WHAT IS NEEDED >>
Using the passage below about looking at houses and watching the news, answer each question in a few words.
1. With whom did the writer go to look at houses that afternoon?
2. What illness did the renters in the first house have?
3. Who went to bed while the writer stayed up trying to work?

═════ EXTRACT

And then later that afternoon, we went with Chaz to look at houses. She’s a poor teacher, looking for a decent neighborhood. But the house in the first neighborhood was WEIRD, all chopped up and dark inside. And the renters living in it had the flu and hadn’t gotten the message we were coming, and it was awkward. And there were viruses. And the next house was in a neighborhood with yards full of rusting junk and – it was kinda scary, actually. So that wasn’t quieting at all.
So we went home, huddled around the news, like it was a fire on a freezing day. It was a mistake – we heard suppositions and misinformation. The second the anchor person comes on, you leave the room to do what you need to do, because you know you’re not going to hear anything from the Anchor except talking-head stuff. And finally, you have to turn it off and live your life. Which I was doing till late. Not much accomplished that day, and brain busy, I stayed up after G went to bed, stupidly trying to concentrate on my work.

══════════
═════ EXTRACTED DATA

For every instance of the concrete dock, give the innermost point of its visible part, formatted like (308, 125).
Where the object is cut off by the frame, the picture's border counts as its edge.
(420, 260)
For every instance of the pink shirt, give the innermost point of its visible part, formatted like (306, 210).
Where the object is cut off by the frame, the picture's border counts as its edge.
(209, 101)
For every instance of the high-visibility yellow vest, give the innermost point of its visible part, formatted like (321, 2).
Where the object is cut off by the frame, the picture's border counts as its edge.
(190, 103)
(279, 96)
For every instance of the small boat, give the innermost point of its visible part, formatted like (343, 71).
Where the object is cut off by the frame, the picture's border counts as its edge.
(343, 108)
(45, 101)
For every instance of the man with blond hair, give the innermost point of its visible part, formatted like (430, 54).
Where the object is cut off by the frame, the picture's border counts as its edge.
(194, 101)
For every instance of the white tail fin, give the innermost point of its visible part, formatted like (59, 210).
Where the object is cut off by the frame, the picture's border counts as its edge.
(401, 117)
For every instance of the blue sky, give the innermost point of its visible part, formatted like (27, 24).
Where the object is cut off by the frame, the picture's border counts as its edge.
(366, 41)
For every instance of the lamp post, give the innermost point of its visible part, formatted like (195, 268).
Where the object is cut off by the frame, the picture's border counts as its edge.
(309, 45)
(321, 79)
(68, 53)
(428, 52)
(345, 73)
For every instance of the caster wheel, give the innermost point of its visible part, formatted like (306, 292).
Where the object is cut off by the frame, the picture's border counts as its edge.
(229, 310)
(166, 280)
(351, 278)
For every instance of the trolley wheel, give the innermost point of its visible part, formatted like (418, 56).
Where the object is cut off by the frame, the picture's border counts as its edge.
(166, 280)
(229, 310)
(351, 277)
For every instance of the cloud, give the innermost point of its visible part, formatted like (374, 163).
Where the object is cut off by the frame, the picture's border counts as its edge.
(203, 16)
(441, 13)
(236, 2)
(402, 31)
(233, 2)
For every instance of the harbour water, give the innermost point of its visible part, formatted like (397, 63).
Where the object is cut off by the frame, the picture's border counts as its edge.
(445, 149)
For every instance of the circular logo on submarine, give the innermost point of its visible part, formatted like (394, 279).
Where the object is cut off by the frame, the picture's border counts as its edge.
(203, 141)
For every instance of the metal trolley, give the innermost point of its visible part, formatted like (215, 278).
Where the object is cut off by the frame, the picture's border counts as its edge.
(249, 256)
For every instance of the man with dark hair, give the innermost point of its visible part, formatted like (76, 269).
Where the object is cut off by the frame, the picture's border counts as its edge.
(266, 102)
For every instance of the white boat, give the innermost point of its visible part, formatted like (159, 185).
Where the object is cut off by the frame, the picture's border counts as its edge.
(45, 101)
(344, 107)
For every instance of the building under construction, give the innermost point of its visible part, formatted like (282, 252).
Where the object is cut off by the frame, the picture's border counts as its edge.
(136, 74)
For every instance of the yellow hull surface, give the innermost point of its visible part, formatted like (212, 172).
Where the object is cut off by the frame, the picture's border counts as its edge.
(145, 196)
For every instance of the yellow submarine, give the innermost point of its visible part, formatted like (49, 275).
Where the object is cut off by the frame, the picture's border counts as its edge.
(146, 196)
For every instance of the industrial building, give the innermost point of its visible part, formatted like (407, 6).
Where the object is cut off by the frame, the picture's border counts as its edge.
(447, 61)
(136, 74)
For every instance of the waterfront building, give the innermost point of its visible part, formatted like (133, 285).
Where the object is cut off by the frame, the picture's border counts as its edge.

══════════

SOLUTION BELOW >>
1. Chaz
2. The flu
3. G